Monthly Archives: August 2009

Roller Derby 101

I went to a roller derby match last night. Admittedly, I knew that going would inevitably create material for a new blog post but a friend of mine announced recently that she was in a 10-week training session to become a roller derby girl (if that’s what you call them). I was curious to find out if today’s roller derby was just like the 1970’s picture I had in my head of people in wild outfits, punching, pushing and shoving other people off the track.

This match took place in an old hangar. It was the Death Track Dolls vs. the Gore Gore Girls. I’m not sure what I expected but it was indeed an old hangar. I kept wondering who on earth goes to these matches. Well, obviously tonight, it was me but the fact that we had to wait in line to get in showed me that there is obviously some kind of fan base.

We stepped inside and took in the scene. The flat track was only marked by some taped down tubing and there was a small table set up in the middle. Not only were there stands set up all around the hangar but people had even brought their own lawn chairs and had set up on the floor. The really brave ones sat directly on the floor only a few feet from the track. My friend pointed out that area as the “suicide zone” because apparently some of the players actually fall into the crowd.

We found some seats within the safety of the stands, asking the kind gentleman with his nose, tongue, lip, both eyebrows and ears pierced if the seats were free. I sat down and tried to understand who these people were that came to these matches. While it was a bit of a mixed crowd, most people, decorated with numerous piercings and tattoos, were clearly friends of the players.

My observations were quickly interrupted with the announcer, nicknamed “Crankypants” announcing each referee. It was difficult to understand him through the distorted speaker system so I referred to my program. It became clear very quickly that everyone had a nickname – even the refs. The first ref out was “Sir Refsalot”, adorned in a kilt. The biggest cheers came for “The Krow” though, who came out wearing black wings and skated with wings spread around the track.

────────────────

• [WORK TO COMPLETE]:
A - In the roller derby post, which two teams played in the match?
B - Carry on writing the roller derby post from the point where it ends.
The data after this point is separate material, not part of the roller derby post.

• [DATASET CONTENT]:
────────────────

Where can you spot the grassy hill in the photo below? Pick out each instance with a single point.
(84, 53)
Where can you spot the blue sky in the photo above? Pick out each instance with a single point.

────────────────

• [SOLVED TASKS]:
A - The Death Track Dolls and the Gore Gore Girls.

B -
The announcer then began announcing the names…things like “Lunchbox” and “Dust Bunny” and “Dolly Parts ‘Em”. As the names were announced, these women came out and paraded around the track.

The Death Track Dolls were the first to be introduced, in their white tank tops. Each woman wore some kind of tights/stockings and many wore torn up fishnet stockings underneath bootie shorts or a short skirt. The women on this team even took time to do their makeup, adding things like fake blood coming out of their mouths and white and black make up to make them look dead. The theme of the Gore Gore Girls was clearly leopard skin, as they all came out wearing some sort of leopard skin leotard again matched with various stockings. We were then asked to stand for the national anthem. We all stood their in silence until a recording of O Canada came on about halfway through the first verse. A singer quickly joined in and while his voice was lovely, he made the grave mistake of stopping and listening to the recording his voice had previously drowned out. He, and the entire hangar of fans quickly realized he was not at all with the recording. He panicked, and tried to come in at the right time but came in with the wrong words! He stopped again and then got back on track just in time for the final line of the song.

The match got started soon after that and while it took me some time to understand what was going on, I again, referred to my booklet to help me. After reading the explanation of the game and the rules, I realized this roller derby was a little different than older versions. Apparently there was no punching or even elbowing allowed. ‘Phew!’

As the game continued, the announcer continued talking through the mic, informing people of what was going on. When he wasn’t doing that, he was trying to get the crowd excited and cheering loudly. His method however, in my opinion, left a lot to be desired. Sure he said all of the right things but as he demanded the audience cheer “louder! Louder! LOUDER!!”, his face only looked angrier. I mean, it was going purple with rage. I think in the end, the fans were intimidated into cheering louder.

After the first thirty minute period, it was announced that there would be a thirty minute break. I wondered if there was going to be some sort of 7th inning stretch. It was somewhere between watching one fan build a pyramid of beer cans on the floor and noticing the woman wearing a spiked, purple bra that covered only her one remaining breast that the dancers came out.

Two young girls came out dressed like some sort of angels. Perhaps it is because I’ve been spoiled by watching “So You Think You Can Dance” and seeing some really fabulous dancers but these ones just seemed to wave their arms and run back and forth. Perhaps it wasn’t even the dancing itself that I was disappointed with but the fact that it just seemed so out of place at this particular venue.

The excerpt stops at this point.